AIM A:
In the letter about abandoned Rust Belt buildings, why does the writer dislike buildings that are all glass?

From a letter I wrote back to the guy who gave me the photos....

"The reason I like exploring and writing about places like this in the
Rust Belt is that they need new identities now that they've been
abandoned by people. It's the idea that a building is born, put
together piece by piece, and then matures and soaks in all the stories
and experiences of the people that use it. Then when it's abandoned,
it grows up into another creature, something living in the environment
like a mountain or a river, even more permanent than a tree or people,
a natural organic new landscape. So building a city is like breeding
new mountains. In the same way that we value looking at a cliff face
or a rhinoceros, we should value looking at what these places become
after we leave them. Actually, even more so, because of the people
they came from, like they are our children sort of. I had this
discussion with A. the other day, about how I don't like buildings
that are all glass because they are fragile, and won't last the way
the stone and brick ones will. He felt it was okay for a building to
be temporary and only around for it's use. I think we should build
things that last for centuries, and you know, KEEP using them, or if
they get abandoned, use them again. You would never breed children to
be pretty but breakable, you want them to be survivors."

DATA SECTION:
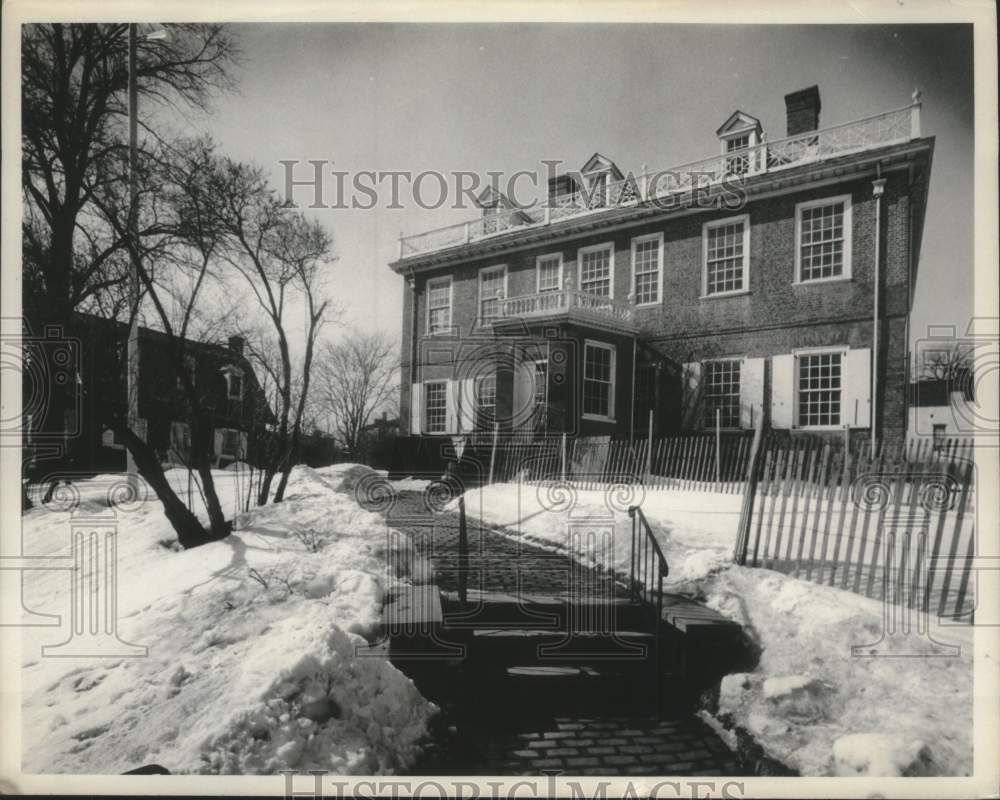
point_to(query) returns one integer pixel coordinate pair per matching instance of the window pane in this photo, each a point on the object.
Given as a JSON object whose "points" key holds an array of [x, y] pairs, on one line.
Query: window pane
{"points": [[439, 306], [725, 258], [647, 271], [819, 389], [598, 380], [435, 402], [548, 274], [722, 393], [595, 272], [822, 242], [486, 402]]}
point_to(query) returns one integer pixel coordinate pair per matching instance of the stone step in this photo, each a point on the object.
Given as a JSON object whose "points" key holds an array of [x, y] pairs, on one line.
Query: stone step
{"points": [[543, 612], [613, 649]]}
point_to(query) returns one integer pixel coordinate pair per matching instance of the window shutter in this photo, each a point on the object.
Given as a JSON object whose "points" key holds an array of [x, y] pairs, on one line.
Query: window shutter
{"points": [[416, 390], [467, 405], [856, 406], [783, 391], [451, 390], [751, 391], [691, 388]]}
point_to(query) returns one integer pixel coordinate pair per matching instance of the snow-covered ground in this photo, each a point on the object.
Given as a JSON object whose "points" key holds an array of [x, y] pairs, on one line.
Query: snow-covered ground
{"points": [[895, 706], [256, 660]]}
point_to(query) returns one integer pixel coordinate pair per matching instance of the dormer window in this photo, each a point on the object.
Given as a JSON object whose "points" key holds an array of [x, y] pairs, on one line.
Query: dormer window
{"points": [[739, 135], [598, 174], [234, 382]]}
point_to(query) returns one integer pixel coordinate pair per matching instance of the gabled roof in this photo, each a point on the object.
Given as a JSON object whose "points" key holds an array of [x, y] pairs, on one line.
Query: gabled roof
{"points": [[599, 163], [738, 121], [932, 392], [491, 197]]}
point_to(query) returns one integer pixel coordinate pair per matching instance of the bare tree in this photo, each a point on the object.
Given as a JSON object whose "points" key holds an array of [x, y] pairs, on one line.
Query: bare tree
{"points": [[75, 246], [357, 376], [280, 254], [951, 363]]}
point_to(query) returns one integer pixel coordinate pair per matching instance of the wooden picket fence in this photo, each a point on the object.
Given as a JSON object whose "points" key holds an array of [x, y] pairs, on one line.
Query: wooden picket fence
{"points": [[896, 523], [699, 462]]}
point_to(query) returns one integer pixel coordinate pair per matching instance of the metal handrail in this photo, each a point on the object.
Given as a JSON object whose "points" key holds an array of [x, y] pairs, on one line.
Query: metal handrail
{"points": [[649, 566]]}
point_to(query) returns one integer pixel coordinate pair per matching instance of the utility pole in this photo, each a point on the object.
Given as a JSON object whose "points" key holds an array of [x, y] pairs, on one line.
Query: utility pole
{"points": [[132, 378]]}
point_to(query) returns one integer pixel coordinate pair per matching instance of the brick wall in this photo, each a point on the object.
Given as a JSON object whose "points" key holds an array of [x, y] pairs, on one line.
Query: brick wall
{"points": [[774, 316]]}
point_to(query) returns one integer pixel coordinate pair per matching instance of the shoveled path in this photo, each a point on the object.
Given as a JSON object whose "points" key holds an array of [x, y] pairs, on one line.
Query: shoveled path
{"points": [[527, 721]]}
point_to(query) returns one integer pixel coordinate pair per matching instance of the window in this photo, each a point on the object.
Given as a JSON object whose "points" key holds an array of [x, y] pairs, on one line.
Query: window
{"points": [[486, 402], [823, 236], [647, 257], [596, 269], [820, 385], [738, 163], [436, 405], [726, 245], [492, 286], [598, 186], [598, 380], [439, 305], [721, 382], [234, 379], [549, 272]]}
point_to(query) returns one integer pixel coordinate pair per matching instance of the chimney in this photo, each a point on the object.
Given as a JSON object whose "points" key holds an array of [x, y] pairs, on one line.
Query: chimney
{"points": [[802, 111]]}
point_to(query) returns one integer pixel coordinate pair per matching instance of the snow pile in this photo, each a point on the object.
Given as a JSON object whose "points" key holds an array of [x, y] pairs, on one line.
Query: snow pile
{"points": [[257, 657], [830, 695]]}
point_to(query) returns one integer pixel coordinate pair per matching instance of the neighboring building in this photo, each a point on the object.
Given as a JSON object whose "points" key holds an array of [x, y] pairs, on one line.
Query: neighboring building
{"points": [[623, 295], [942, 408], [225, 380]]}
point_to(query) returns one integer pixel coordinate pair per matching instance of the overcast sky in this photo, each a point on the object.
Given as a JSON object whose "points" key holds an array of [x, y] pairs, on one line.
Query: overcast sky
{"points": [[505, 96]]}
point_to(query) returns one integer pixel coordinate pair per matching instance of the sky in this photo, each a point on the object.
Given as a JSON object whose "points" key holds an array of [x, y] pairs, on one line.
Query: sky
{"points": [[503, 97]]}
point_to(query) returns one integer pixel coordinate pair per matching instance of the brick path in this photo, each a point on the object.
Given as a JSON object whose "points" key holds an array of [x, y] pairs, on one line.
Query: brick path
{"points": [[527, 720]]}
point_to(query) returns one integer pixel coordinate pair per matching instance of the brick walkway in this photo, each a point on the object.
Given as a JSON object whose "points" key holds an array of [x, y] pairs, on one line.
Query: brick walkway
{"points": [[609, 746], [528, 720]]}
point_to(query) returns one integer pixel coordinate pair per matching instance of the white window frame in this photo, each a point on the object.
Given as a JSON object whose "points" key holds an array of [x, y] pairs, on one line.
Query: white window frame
{"points": [[538, 272], [426, 408], [480, 319], [817, 351], [657, 237], [596, 248], [846, 274], [718, 223], [587, 343], [451, 296], [739, 389]]}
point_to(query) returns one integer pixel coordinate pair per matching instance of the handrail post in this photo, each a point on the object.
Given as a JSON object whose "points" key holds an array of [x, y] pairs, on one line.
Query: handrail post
{"points": [[463, 553], [915, 115]]}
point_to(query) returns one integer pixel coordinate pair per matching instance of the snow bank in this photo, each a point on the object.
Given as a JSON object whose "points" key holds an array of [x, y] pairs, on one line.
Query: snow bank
{"points": [[256, 660], [830, 695]]}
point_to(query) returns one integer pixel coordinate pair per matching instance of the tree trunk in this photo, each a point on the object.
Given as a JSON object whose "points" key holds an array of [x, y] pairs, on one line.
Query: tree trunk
{"points": [[190, 532]]}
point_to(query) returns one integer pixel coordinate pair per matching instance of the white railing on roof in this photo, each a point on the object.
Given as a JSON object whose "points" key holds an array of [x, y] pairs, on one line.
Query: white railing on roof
{"points": [[565, 301], [888, 128]]}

AIM B:
Find every line in the records that contains the string "trunk". Case counts.

CORRECT OUTPUT A:
They are fragile and won't last the way stone and brick buildings will.

CORRECT OUTPUT B:
point_to(query) returns one integer pixel coordinate pair per matching instance of the tree trunk in this photo, each a point on the object.
Query: tree trunk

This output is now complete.